[Task goal]
Your answer should be the lines from the one with "the column base." to the end of the data below, both included, exact and free of pictures.
══ Records provided ══
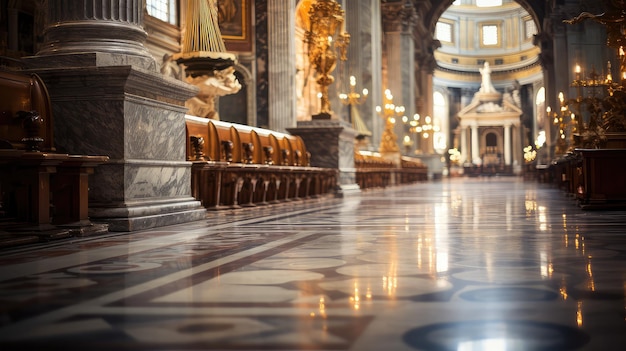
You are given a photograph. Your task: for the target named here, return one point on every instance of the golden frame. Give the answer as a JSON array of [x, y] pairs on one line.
[[235, 24]]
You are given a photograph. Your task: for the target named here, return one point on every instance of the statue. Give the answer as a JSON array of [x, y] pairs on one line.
[[486, 86], [169, 68], [220, 83]]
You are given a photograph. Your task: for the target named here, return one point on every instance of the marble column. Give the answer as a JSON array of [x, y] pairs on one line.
[[507, 144], [398, 20], [282, 66], [108, 99], [464, 145], [365, 59], [475, 145], [331, 144]]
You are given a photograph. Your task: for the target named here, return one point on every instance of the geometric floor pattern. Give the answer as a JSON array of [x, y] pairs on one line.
[[458, 264]]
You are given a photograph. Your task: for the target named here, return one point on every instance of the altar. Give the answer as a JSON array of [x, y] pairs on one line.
[[490, 131]]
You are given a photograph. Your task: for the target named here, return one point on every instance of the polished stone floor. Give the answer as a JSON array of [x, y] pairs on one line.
[[459, 264]]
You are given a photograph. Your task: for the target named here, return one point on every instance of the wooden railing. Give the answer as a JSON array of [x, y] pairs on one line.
[[373, 171], [40, 189], [236, 165], [595, 178]]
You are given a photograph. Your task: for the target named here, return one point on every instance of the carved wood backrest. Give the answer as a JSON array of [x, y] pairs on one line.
[[24, 93], [217, 133]]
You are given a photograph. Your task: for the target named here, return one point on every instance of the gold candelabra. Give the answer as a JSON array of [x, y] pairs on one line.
[[324, 37], [596, 115], [423, 130], [389, 112], [352, 100]]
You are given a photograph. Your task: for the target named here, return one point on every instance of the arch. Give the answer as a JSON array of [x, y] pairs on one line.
[[534, 8], [249, 100]]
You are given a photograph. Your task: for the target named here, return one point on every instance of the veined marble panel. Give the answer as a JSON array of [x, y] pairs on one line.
[[89, 127], [152, 131]]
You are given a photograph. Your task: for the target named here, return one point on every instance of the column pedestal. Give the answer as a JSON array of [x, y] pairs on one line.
[[331, 144], [136, 117]]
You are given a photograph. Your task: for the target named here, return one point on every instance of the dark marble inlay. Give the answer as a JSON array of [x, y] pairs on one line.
[[509, 295], [495, 335]]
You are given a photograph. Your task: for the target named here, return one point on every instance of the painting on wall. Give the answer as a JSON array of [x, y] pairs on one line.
[[234, 20]]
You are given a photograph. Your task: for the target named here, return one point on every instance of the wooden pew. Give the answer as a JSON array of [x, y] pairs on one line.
[[373, 171], [237, 165], [39, 187]]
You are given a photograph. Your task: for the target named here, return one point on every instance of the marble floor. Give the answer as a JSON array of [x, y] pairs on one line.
[[459, 264]]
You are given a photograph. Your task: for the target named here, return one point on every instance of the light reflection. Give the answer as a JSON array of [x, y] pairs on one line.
[[563, 289], [543, 221], [484, 345], [355, 299], [591, 283], [322, 307], [543, 258]]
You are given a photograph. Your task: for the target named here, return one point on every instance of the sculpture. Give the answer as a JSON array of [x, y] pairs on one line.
[[219, 83], [486, 86]]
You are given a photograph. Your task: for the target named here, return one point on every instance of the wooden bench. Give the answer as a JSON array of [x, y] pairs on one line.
[[373, 171], [38, 186], [237, 165]]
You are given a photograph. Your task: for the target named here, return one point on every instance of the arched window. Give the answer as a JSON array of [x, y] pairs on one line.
[[165, 10], [491, 140]]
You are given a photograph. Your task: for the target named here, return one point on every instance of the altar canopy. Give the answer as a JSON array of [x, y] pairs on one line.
[[490, 129]]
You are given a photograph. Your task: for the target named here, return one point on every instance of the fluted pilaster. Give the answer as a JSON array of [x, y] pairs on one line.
[[282, 67], [399, 19], [365, 59], [100, 26]]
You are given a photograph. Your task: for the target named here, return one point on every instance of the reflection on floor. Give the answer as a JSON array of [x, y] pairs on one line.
[[461, 264]]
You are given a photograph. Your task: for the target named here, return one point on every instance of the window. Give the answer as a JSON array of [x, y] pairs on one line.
[[489, 34], [530, 29], [165, 10], [488, 3], [443, 32]]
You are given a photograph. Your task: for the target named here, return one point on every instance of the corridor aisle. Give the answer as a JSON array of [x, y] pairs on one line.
[[460, 264]]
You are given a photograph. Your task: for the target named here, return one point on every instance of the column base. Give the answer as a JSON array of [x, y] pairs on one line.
[[128, 218]]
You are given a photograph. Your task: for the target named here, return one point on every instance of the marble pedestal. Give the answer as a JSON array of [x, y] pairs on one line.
[[136, 117], [331, 144], [434, 164]]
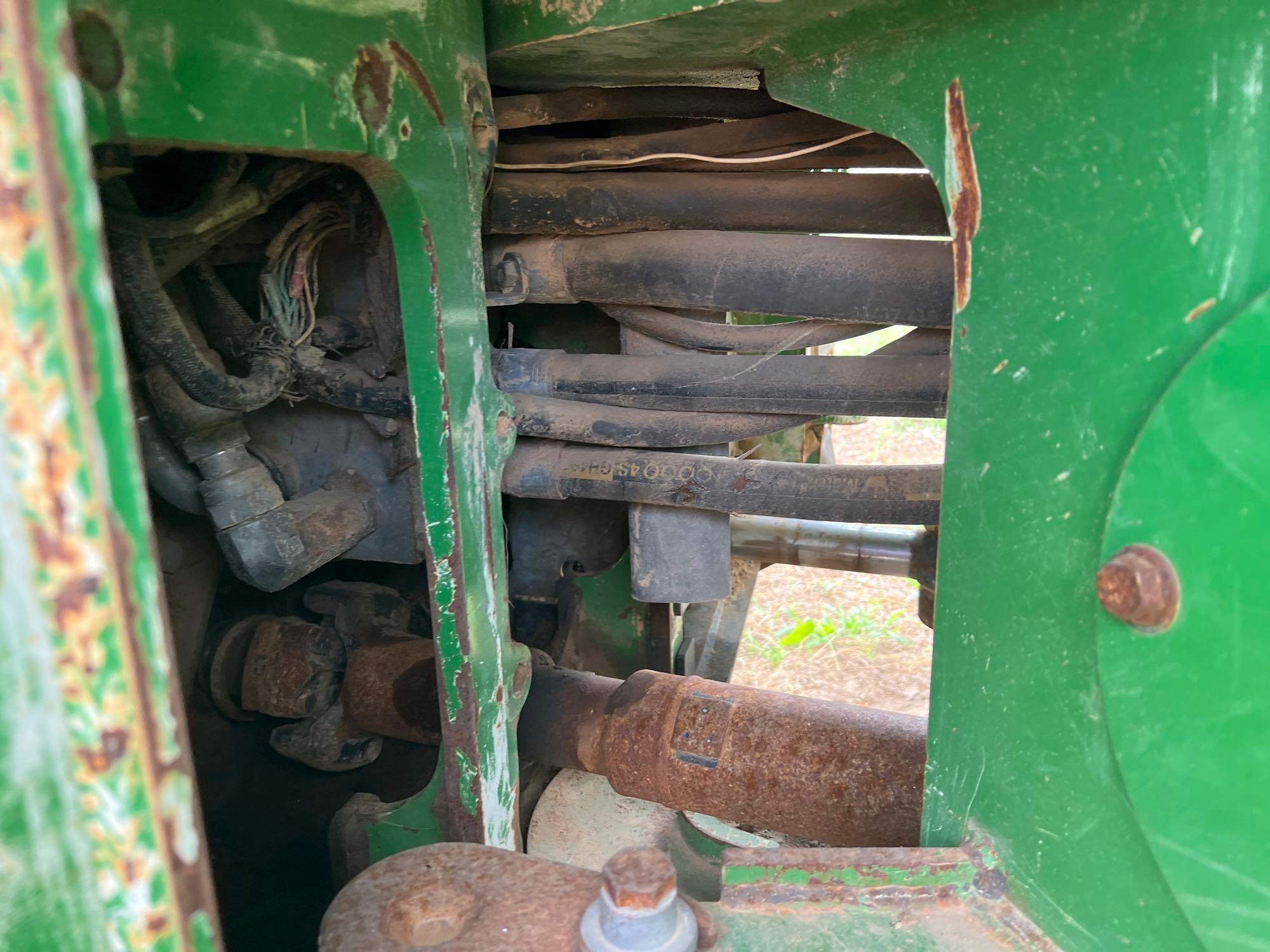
═══
[Answer box]
You are given a photograph. Your task: for the target named here, return one point on every instance of the column base. Give the answer as a JSON array of [x, y] pairs on one line.
[[128, 218]]
You are given a photograph. Your task: for the target named here, return one point on every instance of the marble pedestal. Give the answer as a JSON array of [x, y] pairs on one line.
[[136, 117], [331, 144], [434, 164]]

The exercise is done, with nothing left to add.